Instructions to follow:
Present the lines of the data starting at the line containing "spinner present and output the corresponding bounding boxes." and ending at the line containing "[294,99,326,118]" as a Markdown table with the columns No. and Line, numbering each row and skipping any blank lines.

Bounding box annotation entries

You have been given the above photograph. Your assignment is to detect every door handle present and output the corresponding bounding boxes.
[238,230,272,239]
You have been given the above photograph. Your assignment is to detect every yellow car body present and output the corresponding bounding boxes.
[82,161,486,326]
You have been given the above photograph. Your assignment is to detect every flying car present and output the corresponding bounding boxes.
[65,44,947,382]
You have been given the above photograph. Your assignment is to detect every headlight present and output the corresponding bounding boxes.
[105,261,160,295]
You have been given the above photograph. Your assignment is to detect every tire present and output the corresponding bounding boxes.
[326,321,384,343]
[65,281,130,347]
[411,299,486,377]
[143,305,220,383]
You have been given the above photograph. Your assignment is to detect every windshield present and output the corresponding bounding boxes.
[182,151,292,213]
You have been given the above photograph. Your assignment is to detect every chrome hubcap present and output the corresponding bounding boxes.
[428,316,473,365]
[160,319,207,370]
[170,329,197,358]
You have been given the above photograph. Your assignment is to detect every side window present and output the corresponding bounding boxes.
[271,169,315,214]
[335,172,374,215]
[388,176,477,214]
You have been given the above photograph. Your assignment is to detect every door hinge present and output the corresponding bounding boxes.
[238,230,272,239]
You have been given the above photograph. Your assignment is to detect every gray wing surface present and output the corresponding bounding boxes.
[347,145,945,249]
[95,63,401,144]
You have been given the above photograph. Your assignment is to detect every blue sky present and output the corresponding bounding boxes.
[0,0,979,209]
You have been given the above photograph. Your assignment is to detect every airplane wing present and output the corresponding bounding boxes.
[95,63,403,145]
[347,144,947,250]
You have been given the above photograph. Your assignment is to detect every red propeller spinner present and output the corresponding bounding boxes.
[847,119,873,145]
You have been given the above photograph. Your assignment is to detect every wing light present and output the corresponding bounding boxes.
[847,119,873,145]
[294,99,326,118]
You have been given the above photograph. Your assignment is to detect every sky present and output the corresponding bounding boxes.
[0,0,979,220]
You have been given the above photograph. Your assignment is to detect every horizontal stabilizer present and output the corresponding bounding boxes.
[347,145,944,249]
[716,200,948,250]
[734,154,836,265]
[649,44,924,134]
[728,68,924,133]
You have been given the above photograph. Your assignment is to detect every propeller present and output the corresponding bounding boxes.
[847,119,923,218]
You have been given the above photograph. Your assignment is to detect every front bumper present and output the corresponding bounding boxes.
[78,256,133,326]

Written response:
| No. | Line |
|---|---|
| 1 | You have been given the above photograph. Your assignment is to detect every red propeller spinner present and output the corresponding bounding boxes. |
| 2 | [847,119,873,145] |
| 3 | You have been given the above photograph. Your assignment is to detect every wing light present and output the corresponding bounding boxes. |
| 4 | [847,119,873,145] |
| 5 | [294,99,326,118] |